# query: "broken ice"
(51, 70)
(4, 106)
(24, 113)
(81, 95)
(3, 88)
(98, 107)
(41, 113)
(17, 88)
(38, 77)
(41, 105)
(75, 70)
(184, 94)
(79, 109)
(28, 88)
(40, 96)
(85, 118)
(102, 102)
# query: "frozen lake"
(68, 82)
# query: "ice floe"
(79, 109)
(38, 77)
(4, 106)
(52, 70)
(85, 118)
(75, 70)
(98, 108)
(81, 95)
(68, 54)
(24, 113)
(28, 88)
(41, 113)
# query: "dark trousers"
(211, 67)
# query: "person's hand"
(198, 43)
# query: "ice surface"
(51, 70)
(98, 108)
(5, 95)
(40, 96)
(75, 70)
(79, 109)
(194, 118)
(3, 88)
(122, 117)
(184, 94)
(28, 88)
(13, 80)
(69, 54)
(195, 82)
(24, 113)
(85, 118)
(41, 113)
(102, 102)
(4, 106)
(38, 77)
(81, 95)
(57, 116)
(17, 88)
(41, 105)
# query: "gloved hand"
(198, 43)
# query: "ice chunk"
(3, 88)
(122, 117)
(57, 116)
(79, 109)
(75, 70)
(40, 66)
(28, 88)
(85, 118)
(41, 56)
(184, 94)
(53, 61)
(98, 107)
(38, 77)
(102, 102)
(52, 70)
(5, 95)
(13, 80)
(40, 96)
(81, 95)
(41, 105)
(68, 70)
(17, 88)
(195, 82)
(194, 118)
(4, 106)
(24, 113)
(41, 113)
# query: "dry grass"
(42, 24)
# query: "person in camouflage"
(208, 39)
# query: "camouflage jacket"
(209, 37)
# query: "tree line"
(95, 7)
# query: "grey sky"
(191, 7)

What is required: Please give every entry again, precisely as it appears.

Solution to this problem:
# query: "broken ice"
(51, 70)
(4, 106)
(24, 113)
(81, 95)
(3, 88)
(98, 107)
(41, 113)
(17, 88)
(38, 77)
(41, 105)
(75, 70)
(184, 94)
(79, 109)
(28, 88)
(40, 96)
(85, 118)
(102, 102)
# query: "frozen lake"
(68, 82)
# query: "ice floe"
(79, 109)
(38, 77)
(4, 106)
(52, 70)
(85, 118)
(75, 70)
(98, 108)
(81, 95)
(68, 54)
(24, 113)
(28, 88)
(41, 113)
# query: "dark trousers"
(211, 67)
# query: "person's hand"
(198, 43)
# query: "ice surface"
(51, 70)
(98, 108)
(5, 95)
(40, 96)
(75, 70)
(79, 109)
(194, 118)
(3, 88)
(122, 117)
(184, 94)
(28, 88)
(13, 80)
(69, 54)
(195, 82)
(24, 113)
(85, 118)
(41, 113)
(102, 102)
(4, 106)
(38, 77)
(81, 95)
(57, 116)
(17, 88)
(41, 105)
# query: "gloved hand"
(198, 43)
# query: "ice chunk"
(3, 88)
(122, 117)
(57, 116)
(79, 109)
(75, 70)
(40, 66)
(28, 88)
(85, 118)
(41, 56)
(184, 94)
(53, 61)
(98, 107)
(38, 77)
(102, 102)
(52, 70)
(5, 95)
(13, 80)
(40, 96)
(81, 95)
(41, 105)
(68, 70)
(17, 88)
(195, 82)
(194, 118)
(4, 106)
(24, 113)
(41, 113)
# query: "dry grass"
(42, 24)
# query: "person in camouflage"
(208, 39)
# query: "camouflage jacket"
(209, 37)
# query: "tree line"
(95, 7)
# query: "grey sky"
(191, 7)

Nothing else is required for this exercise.